Please provide the entries below again, word for word.

***** Given records *****

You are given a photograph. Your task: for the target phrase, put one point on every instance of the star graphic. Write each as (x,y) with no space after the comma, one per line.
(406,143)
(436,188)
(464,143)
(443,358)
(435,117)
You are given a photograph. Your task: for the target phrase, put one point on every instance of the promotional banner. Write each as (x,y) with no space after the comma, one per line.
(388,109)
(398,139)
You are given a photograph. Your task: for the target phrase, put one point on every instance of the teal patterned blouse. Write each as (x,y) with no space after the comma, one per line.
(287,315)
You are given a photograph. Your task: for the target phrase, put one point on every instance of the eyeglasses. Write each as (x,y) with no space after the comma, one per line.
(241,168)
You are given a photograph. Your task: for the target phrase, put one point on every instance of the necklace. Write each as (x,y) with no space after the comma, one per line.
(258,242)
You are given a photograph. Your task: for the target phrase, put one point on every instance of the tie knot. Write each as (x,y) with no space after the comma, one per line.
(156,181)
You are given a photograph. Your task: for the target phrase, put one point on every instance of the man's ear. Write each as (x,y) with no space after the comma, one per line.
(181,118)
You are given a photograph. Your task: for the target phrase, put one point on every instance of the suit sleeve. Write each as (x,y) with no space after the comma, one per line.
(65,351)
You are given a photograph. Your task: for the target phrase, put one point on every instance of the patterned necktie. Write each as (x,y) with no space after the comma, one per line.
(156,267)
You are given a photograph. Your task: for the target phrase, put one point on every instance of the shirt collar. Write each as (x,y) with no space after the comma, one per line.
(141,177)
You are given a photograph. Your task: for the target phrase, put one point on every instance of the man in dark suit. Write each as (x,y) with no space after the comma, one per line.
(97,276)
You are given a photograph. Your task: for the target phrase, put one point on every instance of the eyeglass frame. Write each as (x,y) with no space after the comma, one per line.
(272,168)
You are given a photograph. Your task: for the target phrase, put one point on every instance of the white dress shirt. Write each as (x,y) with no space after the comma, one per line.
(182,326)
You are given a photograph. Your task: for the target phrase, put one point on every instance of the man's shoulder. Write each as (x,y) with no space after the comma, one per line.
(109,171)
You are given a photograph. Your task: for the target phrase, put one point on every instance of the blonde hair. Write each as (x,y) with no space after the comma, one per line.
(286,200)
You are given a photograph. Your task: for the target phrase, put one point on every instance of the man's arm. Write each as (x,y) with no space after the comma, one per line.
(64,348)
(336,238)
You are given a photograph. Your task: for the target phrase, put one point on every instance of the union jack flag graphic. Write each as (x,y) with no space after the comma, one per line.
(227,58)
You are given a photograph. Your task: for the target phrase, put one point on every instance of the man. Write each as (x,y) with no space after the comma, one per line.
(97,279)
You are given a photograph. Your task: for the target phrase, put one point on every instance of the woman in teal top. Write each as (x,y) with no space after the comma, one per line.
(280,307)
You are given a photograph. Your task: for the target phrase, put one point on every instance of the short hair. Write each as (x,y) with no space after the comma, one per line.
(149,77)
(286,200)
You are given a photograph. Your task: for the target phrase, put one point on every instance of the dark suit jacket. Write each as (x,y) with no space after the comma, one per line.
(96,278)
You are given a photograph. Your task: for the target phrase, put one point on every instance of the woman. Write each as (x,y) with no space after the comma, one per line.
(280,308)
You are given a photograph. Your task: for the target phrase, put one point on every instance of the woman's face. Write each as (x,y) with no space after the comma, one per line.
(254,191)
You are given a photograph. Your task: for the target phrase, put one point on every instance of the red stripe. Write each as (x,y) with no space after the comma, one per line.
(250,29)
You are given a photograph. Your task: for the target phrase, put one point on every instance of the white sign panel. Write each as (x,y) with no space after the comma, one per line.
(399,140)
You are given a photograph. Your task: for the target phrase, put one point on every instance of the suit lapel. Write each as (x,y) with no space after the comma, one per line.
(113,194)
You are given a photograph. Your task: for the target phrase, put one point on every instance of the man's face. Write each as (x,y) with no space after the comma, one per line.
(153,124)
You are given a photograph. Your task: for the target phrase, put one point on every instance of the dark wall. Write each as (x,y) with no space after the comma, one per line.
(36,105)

*****

= Reply to the task =
You are given a photograph. Your task: for the target phrase, put one point on every instance of the star graphic. Write each as (x,y) with no space after the comma, one per line.
(406,143)
(436,188)
(464,143)
(443,358)
(435,117)
You are given a photograph. Your task: for the target phrase, put one point on every instance of the promotional banner. Write each as (x,y) with no space after the comma, one per line.
(388,109)
(398,139)
You are given a photograph. Your task: for the target phrase, put one point on every instance of the teal patterned blouse. Write each as (x,y) with no space after the comma, one per line.
(287,315)
You are given a photograph. Your task: for the target phrase, put one point on every instance of the eyeglasses. Write each as (x,y) with no space after the comma, one per line.
(241,168)
You are given a photograph. Your task: for the target phrase, put one point on every instance of the necklace. Write each as (x,y) with no space after the comma, one per line.
(258,242)
You are given a photograph. Your task: for the target phrase, put one point on every instance of the tie knot. Write each as (x,y) with no space after the comma, one per line.
(156,181)
You are given a photograph. Your task: for the target phrase, put one point on every instance of the man's ear. Write each as (x,y) with no space after the comma, one per line.
(181,118)
You are given a photograph. Your task: for the target phrase, put one point on every instance of the suit sleeve. Write each as (x,y) with no space after the comma, one per line.
(65,351)
You are given a photograph. Your task: for the target phrase, put one point on every instance of the patterned necktie. Write each as (x,y) with no space after the comma, one per line.
(156,267)
You are given a photograph. Your task: for the target phrase, put one point on every instance of the shirt collar. Write each as (x,y) with no space after the comma, one per line.
(141,177)
You are given a photograph. Your task: for the target phrase, put one point on every instance of the man in dark suit. Write each as (x,y) with no space after the comma, one per line.
(97,276)
You are given a photograph. Your task: for the target phrase, put one point on every instance of the eyeglass frame. Write each as (x,y) with no space after the comma, one per line.
(272,168)
You are given a photograph. Your task: for the target phrase, put one point on every instance of the white dress shirt. Write each as (x,y) with no space after the comma, one per line.
(182,326)
You are given a photograph. Your task: for the target phrase, put one point on every instance of the man's shoulder. Write each as (x,y) with no space after the comma, one per line.
(109,171)
You are given a photograph. Your task: for the target phrase, put one point on every instance of the blonde hair. Write each as (x,y) with no space after the comma, one per line.
(286,200)
You are given a photograph. Your task: for the target phrase, put one point on every instance of the man's arm. Write each as (x,y) with no space after the comma, one per line.
(64,348)
(336,238)
You are given a photograph. Your task: for the target phrase, put one point on every instance of the union jack flag graphic. Write each as (x,y) with no space after the comma, one per line.
(227,58)
You are given a photograph. Your task: for the target phrase, put one point on every instance of the man. Write each as (x,y) with no space after the comma, one per line.
(97,279)
You are given a photograph. Your task: for the target phrase, put one point on every instance of the woman in teal top. Write each as (x,y) with no space after the comma, one per line.
(280,307)
You are given a photograph. Your task: for the target phrase, put one point on every instance of the short hair. Write each as (x,y) with no space after the comma, one per line.
(149,77)
(286,200)
You are given a photograph. Your task: for the target phrase, put one point on every instance of the dark suit jacket. Write each as (x,y) with no space after the comma, one per line.
(96,278)
You are given a photograph. Your task: for the target phrase, put one point on every instance of the woman. Write each as (x,y) with no space after the comma, one per line.
(280,308)
You are given a photograph. Your task: for the target phrase, put one point on every instance of the woman's face. Write each as (x,y) with no space after the comma, one per line.
(254,191)
You are given a photograph. Your task: for the target phrase, put one point on every instance of the red stripe. Write each as (x,y) with no space after the comma, one per line.
(250,29)
You are given a photograph. Your task: for the target phrase, put one point on every instance of the white sign panel. Write each as (x,y) with no space after the comma, one per line.
(399,140)
You are given a photograph. Your task: for the target phrase, put one point on every instance of the suit lapel. Write each as (x,y) with no space after the comma, one per line.
(113,194)
You are given a photograph. Your task: for the target phrase, put one point on every instance of the man's face. Write each as (x,y) with no space after the comma, one per line.
(153,124)
You are given a photograph. Your task: for the target phrase, put one point on every instance of the dark wall. Write each as (x,y) with no space after the comma, one per line.
(36,105)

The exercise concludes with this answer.